REQUIRED WORK: Reproduce, without any change, the lines of the records between the line holding "Point out the mountain" and the line holding "[192,172,440,281]", inclusive.

◇ ◇ ◇ ◇ ◇ ◇ ◇

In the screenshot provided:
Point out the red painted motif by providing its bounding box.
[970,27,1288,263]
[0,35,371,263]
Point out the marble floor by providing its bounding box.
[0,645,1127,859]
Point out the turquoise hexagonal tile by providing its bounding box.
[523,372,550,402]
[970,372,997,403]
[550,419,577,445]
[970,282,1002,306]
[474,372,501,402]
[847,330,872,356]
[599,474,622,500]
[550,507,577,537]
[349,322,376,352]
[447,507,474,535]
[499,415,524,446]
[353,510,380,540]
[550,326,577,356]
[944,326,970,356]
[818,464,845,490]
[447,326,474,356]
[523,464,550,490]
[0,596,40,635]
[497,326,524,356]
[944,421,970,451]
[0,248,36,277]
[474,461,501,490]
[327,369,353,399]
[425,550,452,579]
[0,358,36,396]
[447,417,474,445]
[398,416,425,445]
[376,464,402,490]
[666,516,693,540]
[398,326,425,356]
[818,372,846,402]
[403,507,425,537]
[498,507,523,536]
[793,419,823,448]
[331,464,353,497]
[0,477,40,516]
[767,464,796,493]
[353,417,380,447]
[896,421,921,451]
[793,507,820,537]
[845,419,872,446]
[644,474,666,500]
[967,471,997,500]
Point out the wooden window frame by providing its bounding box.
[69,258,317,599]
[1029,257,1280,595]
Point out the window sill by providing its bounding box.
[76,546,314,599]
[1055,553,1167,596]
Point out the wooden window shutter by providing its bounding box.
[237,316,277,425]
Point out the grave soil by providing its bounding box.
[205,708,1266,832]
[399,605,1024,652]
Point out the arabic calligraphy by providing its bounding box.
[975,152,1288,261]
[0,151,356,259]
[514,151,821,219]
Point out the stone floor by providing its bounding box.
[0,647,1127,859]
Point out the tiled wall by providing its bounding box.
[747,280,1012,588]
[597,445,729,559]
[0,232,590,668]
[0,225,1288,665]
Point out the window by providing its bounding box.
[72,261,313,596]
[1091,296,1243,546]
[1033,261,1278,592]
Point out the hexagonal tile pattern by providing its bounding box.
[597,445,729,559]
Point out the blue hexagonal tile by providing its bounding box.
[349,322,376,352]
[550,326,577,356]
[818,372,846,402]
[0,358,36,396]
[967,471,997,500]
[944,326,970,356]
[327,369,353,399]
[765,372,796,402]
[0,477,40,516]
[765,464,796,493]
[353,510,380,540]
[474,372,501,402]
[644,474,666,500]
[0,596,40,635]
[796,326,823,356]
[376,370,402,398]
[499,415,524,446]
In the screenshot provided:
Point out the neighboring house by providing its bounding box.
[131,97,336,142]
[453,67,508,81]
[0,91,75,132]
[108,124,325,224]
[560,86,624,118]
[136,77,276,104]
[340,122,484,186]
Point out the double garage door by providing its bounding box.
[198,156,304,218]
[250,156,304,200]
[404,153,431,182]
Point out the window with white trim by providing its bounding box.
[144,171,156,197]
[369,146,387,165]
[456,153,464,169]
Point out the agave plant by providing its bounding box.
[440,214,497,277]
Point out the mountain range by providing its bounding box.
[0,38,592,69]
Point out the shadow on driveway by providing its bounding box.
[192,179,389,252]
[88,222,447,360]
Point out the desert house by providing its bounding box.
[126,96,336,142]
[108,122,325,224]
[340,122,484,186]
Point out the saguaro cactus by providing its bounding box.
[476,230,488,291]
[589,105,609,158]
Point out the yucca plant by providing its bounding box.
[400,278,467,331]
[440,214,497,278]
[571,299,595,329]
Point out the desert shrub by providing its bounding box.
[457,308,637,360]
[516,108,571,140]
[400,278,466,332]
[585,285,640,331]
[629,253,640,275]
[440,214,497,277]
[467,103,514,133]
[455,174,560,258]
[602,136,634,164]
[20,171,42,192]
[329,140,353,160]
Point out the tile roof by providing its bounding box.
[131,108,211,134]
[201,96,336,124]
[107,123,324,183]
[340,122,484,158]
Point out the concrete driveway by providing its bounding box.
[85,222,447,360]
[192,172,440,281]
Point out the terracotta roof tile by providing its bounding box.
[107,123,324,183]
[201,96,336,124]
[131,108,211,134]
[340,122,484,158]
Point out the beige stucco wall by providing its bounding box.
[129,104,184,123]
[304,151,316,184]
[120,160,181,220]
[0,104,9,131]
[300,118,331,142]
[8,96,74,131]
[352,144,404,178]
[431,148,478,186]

◇ ◇ ◇ ◇ ◇ ◇ ◇

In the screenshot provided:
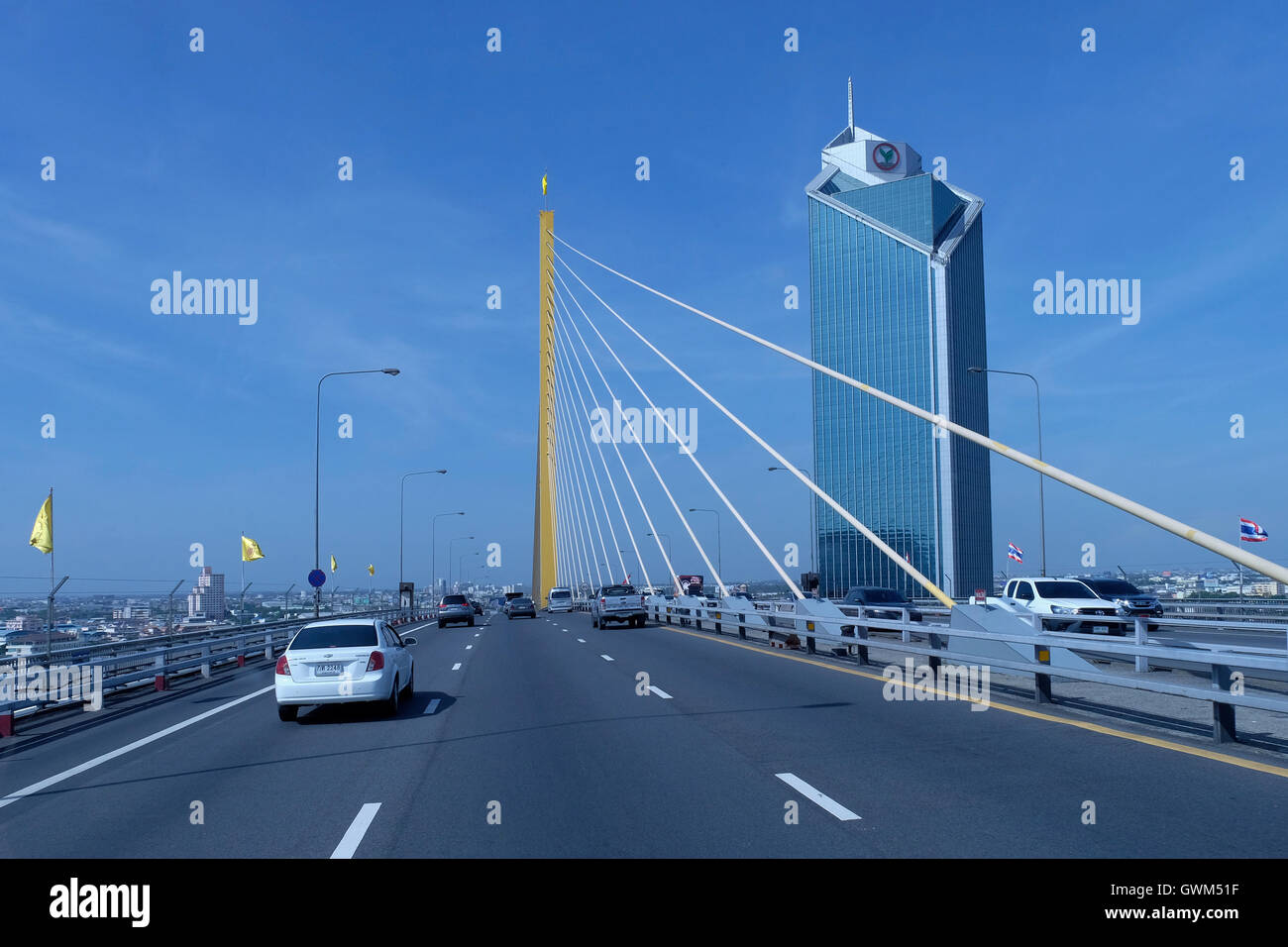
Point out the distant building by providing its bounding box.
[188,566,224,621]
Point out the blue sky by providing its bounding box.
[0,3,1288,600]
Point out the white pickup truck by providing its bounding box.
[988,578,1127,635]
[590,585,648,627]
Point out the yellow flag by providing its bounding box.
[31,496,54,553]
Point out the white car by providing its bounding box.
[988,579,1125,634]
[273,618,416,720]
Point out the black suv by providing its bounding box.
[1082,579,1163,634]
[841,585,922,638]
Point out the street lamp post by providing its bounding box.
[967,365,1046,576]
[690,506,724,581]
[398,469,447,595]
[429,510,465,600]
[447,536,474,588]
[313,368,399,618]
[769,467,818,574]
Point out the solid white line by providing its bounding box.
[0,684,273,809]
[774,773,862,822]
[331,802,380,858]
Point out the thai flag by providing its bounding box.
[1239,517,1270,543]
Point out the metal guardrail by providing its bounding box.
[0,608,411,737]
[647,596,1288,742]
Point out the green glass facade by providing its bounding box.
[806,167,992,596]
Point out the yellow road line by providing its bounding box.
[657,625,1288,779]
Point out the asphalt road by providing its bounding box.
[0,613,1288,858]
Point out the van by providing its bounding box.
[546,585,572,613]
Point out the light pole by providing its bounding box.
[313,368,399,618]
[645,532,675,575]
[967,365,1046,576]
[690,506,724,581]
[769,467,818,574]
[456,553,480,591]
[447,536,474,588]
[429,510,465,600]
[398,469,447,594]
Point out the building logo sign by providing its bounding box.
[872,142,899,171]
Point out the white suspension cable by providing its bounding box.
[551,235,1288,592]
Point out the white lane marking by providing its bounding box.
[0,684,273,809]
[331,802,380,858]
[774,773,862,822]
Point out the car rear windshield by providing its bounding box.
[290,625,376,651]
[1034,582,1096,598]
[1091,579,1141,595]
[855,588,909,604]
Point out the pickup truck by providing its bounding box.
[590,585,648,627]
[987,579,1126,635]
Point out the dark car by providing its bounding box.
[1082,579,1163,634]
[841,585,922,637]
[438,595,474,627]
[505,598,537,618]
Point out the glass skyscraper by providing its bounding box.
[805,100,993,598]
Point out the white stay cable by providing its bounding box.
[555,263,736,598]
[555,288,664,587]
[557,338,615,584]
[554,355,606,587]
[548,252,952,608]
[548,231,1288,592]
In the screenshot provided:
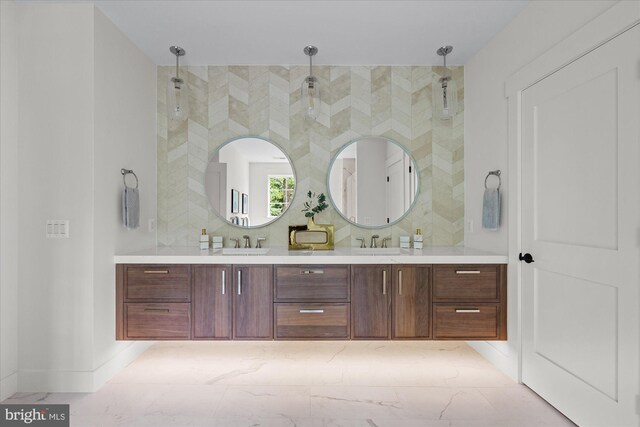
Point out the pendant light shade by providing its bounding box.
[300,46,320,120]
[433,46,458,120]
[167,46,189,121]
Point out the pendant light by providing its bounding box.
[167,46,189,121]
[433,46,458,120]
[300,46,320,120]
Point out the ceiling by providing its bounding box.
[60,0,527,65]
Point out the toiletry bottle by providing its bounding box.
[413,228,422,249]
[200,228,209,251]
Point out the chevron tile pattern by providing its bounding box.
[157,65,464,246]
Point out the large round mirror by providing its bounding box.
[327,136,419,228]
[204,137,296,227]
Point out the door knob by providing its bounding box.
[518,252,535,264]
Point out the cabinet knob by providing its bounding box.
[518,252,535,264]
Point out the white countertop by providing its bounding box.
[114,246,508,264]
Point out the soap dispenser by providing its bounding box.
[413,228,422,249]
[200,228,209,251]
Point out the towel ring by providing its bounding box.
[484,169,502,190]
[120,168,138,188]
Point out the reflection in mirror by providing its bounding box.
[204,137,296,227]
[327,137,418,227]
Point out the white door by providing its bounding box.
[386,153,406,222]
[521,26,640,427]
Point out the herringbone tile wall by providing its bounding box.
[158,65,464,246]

◇ ◇ ◇ ◇ ◇ ◇ ◇

WRITTEN SOLUTION:
Point out the mountain range by providing its bounding box.
[0,38,592,69]
Point out the shadow on driveway by providing its bounding box.
[192,179,389,252]
[88,222,447,360]
Point out the desert house by providing its bounding box.
[126,96,336,142]
[108,122,325,224]
[340,122,484,186]
Point out the saguaro cactus by providing its bounding box.
[476,230,488,291]
[589,105,609,158]
Point out the yucca plant by providing its bounding box.
[400,278,467,331]
[440,214,497,278]
[571,299,595,329]
Point out the desert shrub by providing its bounding box.
[457,308,637,360]
[516,108,571,140]
[400,278,466,332]
[585,285,640,331]
[629,253,640,275]
[440,214,497,277]
[467,103,514,133]
[455,174,560,258]
[602,136,634,164]
[20,171,42,192]
[329,140,353,160]
Point out the tile roof by providing its bounding box.
[131,108,211,134]
[201,96,336,124]
[107,123,324,183]
[340,122,484,158]
Point out the concrete driveway by providing its bounding box.
[85,222,447,360]
[192,172,440,281]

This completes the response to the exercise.